(Voci tratte da una raccolta)
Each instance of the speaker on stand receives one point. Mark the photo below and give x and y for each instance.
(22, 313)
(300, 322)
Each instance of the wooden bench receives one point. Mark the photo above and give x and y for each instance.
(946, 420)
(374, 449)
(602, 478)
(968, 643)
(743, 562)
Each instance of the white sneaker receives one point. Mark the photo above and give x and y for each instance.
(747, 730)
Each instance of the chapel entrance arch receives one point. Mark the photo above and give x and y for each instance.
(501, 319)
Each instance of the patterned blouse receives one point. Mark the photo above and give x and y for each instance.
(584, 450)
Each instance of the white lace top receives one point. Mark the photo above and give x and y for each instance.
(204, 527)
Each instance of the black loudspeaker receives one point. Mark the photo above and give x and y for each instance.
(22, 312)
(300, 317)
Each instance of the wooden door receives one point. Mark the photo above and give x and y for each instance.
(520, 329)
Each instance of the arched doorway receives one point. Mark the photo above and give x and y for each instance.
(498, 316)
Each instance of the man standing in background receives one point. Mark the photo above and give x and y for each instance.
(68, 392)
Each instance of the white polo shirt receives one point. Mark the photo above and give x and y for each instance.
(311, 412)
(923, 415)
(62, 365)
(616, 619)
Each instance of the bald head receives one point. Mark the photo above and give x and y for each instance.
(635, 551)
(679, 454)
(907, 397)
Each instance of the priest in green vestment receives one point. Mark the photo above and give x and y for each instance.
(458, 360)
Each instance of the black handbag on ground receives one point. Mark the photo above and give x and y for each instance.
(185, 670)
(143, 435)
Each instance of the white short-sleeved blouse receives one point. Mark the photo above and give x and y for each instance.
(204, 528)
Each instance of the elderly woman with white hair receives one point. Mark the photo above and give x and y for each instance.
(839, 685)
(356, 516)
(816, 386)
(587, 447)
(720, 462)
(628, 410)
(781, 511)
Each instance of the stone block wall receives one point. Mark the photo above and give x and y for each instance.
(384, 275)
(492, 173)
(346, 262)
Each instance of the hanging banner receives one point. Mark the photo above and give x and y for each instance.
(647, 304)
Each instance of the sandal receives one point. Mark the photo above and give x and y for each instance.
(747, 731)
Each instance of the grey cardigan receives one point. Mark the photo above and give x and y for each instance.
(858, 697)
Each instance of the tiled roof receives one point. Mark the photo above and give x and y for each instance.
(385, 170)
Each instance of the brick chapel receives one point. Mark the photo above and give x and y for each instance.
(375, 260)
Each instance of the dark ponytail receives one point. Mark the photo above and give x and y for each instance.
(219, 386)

== Problema breve ==
Ricopia senza alcuna modifica la parte delle voci che inizia con la riga contenente "Each instance of the brick" e arriva fino alla fine delle voci, includendo entrambi gli estremi.

== Risultato ==
Each instance of the brick chapel receives one point. Mark the photo above and give x and y for each instance.
(375, 260)
Each instance of the dark ponytail receives one point. Mark the photo above and give x and y for each instance.
(219, 386)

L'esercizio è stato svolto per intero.